** Dataset entries follows **

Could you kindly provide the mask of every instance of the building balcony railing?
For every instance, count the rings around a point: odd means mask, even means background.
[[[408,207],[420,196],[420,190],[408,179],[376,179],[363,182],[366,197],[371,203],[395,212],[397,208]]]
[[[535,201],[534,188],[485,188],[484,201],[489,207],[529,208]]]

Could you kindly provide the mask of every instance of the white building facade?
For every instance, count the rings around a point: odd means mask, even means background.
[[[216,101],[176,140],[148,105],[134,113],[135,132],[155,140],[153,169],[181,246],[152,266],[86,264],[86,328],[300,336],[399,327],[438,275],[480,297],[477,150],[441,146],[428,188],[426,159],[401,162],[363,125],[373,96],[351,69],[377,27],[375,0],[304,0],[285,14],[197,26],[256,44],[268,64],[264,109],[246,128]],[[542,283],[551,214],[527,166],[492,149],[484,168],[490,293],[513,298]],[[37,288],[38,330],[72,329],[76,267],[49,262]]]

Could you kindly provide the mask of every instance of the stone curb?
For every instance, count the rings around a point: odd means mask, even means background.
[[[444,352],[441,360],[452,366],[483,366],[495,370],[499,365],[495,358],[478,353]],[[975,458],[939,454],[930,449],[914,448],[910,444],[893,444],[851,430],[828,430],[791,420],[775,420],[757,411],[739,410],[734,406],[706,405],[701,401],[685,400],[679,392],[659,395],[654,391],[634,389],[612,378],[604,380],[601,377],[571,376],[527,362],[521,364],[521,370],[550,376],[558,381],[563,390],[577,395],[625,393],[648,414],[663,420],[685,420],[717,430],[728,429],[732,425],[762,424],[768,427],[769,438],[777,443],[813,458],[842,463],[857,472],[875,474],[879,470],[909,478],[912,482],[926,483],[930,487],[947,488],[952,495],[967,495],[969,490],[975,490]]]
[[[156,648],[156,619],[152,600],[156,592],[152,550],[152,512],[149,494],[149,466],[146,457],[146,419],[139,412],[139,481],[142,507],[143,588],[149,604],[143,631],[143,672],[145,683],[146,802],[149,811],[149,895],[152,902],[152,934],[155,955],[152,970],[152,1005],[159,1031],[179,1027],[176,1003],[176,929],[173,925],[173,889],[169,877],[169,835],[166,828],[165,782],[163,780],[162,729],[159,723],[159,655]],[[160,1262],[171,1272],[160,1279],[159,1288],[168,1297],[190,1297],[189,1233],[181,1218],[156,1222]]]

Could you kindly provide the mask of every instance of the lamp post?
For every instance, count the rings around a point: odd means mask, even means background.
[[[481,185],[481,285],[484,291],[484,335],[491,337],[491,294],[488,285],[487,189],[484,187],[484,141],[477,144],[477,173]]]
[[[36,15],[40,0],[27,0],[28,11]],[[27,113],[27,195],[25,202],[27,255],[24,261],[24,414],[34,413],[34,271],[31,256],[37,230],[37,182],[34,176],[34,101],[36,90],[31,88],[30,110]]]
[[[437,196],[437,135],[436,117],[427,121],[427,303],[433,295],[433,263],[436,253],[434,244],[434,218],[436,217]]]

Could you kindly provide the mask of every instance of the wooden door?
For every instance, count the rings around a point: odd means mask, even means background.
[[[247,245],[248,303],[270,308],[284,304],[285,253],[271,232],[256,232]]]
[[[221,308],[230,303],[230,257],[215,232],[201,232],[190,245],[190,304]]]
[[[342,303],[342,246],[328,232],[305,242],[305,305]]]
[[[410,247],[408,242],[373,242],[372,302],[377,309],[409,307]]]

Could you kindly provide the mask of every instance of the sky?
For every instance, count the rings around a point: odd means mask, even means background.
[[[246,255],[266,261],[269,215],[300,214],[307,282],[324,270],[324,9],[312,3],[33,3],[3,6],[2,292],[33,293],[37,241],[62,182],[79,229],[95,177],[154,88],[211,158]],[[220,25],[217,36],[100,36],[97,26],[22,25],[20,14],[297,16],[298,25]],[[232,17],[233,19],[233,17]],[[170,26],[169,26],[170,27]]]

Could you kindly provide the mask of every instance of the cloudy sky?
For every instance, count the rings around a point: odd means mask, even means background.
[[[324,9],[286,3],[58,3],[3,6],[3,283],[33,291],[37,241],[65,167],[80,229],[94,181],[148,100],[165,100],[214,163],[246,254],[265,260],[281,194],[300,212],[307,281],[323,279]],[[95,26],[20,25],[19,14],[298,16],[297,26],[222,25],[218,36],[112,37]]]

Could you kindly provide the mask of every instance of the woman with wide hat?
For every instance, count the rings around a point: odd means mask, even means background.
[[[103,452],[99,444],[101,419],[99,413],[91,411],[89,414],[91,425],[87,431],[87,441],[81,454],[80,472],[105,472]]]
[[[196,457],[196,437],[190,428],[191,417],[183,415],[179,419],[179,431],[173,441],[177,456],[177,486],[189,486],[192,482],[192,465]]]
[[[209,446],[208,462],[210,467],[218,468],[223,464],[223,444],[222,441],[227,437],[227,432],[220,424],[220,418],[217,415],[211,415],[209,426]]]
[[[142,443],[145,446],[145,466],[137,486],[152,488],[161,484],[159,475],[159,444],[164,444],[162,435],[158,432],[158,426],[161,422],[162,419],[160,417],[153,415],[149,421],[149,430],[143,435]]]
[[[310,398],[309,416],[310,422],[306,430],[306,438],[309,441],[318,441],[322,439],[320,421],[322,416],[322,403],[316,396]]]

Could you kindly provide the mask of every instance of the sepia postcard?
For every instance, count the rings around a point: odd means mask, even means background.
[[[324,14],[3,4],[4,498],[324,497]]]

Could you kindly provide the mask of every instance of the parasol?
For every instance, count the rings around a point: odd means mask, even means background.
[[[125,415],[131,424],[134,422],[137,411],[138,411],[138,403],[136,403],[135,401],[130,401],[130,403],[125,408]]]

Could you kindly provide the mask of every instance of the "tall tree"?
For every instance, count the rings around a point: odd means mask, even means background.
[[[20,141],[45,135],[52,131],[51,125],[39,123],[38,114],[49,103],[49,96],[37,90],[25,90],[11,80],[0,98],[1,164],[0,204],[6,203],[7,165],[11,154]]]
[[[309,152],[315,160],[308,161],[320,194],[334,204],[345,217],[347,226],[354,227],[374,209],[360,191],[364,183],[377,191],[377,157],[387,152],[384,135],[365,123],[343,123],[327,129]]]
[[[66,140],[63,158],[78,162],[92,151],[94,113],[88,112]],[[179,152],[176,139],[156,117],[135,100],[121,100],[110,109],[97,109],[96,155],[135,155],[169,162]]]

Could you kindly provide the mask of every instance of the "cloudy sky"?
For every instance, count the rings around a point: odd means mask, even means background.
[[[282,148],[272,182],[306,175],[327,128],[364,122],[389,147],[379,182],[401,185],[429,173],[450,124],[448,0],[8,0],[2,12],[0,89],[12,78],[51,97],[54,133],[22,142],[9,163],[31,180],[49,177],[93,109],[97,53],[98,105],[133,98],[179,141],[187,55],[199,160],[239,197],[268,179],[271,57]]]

** End of Dataset entries **

*The problem*. Find the count of lines in the data above where the string "building" occurs. Provide that number alone.

*Output*. 2